* _AIM_
In the records below, reproduce word for word the lines beginning with the one containing "Where does the white wall" and continuing through the one containing "(244, 531), (309, 768)", with both of those lines included.

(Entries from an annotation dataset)
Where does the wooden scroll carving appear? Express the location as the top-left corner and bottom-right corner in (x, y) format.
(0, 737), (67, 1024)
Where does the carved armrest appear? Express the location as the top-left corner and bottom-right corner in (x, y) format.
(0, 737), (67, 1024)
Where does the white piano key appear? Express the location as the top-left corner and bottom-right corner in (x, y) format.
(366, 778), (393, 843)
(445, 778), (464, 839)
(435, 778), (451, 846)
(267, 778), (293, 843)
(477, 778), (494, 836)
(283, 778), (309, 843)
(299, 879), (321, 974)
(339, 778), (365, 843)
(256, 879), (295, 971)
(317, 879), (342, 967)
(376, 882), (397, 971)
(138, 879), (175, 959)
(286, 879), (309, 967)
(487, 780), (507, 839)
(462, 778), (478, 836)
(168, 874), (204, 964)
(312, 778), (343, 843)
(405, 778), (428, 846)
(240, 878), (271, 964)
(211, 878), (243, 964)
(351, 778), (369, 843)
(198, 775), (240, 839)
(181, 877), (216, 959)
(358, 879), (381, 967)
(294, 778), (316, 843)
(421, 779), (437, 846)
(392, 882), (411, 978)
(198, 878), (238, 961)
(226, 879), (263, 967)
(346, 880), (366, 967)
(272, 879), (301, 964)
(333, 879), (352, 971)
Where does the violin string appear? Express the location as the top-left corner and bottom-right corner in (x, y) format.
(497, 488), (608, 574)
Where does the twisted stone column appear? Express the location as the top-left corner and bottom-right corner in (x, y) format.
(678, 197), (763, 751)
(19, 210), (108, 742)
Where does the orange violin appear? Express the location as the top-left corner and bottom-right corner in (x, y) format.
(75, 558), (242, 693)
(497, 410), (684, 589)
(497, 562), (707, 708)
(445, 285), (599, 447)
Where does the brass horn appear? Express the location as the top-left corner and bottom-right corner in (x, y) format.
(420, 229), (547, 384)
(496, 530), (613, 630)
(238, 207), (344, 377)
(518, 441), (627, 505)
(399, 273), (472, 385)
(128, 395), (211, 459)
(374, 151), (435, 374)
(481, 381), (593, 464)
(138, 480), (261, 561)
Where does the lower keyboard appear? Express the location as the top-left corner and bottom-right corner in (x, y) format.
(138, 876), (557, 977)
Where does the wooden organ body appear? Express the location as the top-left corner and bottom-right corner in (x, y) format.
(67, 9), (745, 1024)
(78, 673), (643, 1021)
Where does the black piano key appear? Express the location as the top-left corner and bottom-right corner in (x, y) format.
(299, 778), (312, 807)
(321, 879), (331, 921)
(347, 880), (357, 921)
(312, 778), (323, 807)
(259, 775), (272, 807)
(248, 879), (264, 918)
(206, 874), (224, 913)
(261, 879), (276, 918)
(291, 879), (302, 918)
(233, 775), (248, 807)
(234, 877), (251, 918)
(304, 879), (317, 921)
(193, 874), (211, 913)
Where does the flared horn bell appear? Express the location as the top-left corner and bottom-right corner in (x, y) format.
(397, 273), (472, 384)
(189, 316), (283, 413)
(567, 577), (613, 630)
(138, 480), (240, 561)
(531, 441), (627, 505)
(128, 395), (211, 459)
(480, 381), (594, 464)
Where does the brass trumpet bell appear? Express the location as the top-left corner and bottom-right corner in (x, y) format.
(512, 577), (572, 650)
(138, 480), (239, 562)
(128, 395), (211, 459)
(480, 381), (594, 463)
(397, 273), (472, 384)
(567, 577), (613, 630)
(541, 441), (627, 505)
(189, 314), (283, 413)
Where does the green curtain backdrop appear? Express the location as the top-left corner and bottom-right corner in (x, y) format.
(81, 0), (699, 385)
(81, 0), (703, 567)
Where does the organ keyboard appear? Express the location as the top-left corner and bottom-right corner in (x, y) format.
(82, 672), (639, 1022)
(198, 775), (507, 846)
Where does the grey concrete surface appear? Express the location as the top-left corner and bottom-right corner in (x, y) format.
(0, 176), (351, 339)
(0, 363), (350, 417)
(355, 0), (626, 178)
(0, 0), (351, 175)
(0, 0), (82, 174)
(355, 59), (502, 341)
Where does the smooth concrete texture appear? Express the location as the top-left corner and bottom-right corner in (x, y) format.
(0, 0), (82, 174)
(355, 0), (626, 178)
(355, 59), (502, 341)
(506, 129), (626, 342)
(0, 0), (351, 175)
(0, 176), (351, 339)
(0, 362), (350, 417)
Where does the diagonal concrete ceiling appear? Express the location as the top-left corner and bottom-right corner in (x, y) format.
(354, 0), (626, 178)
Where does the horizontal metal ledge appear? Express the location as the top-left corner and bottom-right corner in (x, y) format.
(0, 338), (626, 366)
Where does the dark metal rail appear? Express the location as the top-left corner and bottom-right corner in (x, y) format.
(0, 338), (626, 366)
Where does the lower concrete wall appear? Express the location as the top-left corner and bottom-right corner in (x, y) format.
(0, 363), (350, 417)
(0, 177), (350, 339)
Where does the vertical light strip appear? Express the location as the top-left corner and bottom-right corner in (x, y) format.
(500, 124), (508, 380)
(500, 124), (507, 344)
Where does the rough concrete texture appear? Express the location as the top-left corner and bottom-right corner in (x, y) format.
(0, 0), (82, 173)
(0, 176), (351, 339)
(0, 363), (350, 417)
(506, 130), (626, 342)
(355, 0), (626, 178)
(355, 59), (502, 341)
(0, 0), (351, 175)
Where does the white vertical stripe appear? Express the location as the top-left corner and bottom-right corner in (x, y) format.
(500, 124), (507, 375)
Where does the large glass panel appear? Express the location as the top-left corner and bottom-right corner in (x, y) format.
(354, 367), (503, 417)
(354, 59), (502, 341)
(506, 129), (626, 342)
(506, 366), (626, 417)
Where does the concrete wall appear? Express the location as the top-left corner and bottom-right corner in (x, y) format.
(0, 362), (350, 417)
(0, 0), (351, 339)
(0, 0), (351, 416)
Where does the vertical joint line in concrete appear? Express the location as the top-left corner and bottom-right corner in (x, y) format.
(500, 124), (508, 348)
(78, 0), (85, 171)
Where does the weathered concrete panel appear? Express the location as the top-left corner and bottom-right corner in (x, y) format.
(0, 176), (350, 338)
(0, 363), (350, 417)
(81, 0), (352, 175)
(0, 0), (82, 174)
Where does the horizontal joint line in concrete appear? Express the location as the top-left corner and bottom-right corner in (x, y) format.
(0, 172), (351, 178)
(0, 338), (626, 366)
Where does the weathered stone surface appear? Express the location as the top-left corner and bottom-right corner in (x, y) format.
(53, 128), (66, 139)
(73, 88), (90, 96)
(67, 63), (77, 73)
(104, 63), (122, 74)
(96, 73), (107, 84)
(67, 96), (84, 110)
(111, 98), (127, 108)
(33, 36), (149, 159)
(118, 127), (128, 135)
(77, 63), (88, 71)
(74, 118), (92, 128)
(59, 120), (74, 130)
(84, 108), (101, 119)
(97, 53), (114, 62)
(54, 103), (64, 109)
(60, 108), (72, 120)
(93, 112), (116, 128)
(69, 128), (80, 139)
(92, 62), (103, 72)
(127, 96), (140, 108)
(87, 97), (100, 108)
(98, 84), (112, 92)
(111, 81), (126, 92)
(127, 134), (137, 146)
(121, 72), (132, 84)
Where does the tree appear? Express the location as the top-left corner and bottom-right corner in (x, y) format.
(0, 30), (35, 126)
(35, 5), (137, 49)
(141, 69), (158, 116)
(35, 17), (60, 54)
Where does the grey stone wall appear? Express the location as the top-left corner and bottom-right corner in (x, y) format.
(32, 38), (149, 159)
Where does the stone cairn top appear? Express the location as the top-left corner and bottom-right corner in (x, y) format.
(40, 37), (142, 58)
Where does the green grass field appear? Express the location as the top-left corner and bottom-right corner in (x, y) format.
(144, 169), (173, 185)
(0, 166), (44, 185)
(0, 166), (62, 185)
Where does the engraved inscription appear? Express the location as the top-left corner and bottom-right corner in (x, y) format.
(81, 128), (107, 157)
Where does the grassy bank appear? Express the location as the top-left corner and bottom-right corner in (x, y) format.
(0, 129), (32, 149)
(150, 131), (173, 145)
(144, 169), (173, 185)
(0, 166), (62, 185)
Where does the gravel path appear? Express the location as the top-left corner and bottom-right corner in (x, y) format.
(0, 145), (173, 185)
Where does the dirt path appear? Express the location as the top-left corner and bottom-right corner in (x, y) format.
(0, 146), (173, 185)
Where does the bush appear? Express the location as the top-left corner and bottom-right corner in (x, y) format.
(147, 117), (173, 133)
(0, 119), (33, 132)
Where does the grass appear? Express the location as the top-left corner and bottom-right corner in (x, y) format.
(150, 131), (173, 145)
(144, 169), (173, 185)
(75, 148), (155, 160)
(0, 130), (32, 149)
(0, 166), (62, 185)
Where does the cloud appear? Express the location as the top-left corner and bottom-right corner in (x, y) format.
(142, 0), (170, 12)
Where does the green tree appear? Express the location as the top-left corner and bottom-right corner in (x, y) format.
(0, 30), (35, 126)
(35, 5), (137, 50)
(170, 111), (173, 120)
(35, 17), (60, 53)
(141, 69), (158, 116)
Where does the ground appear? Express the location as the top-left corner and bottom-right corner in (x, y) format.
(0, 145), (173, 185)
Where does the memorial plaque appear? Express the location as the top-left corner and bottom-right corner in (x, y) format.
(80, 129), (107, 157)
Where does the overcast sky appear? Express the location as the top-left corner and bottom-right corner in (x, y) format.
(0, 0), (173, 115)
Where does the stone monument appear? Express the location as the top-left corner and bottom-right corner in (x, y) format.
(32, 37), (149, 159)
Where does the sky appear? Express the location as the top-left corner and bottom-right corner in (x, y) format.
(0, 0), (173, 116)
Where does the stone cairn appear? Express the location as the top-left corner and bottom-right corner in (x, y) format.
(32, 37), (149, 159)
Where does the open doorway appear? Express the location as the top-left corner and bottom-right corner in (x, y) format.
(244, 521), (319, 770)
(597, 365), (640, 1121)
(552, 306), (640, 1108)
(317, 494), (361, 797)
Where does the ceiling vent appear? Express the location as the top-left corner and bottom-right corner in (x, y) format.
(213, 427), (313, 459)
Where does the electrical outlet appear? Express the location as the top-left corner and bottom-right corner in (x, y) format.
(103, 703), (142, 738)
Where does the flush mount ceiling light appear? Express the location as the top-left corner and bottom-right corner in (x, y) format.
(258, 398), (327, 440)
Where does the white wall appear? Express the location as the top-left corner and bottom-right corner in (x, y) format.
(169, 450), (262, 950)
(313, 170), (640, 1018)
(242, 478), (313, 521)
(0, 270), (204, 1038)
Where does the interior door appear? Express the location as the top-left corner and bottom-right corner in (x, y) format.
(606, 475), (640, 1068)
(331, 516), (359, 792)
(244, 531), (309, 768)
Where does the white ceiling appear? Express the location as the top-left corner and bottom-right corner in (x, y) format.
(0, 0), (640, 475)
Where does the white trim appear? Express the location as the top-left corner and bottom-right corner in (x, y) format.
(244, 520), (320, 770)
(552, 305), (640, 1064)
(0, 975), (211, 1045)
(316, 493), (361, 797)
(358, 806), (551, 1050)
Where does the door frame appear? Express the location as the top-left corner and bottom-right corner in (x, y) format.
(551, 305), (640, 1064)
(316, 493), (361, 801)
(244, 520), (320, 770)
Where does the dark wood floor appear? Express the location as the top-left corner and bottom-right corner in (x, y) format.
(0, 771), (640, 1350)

* _FINISHED TASK_
Where does the white wall appear? Express the location as the top-left corner and bottom-right corner in (x, y) format.
(169, 450), (262, 950)
(313, 170), (640, 1018)
(242, 478), (313, 521)
(0, 270), (204, 1038)
Where does the interior door appear? Express the location as the top-left corner and bottom-right corner in (x, y) format.
(606, 475), (640, 1068)
(331, 516), (359, 792)
(244, 531), (309, 768)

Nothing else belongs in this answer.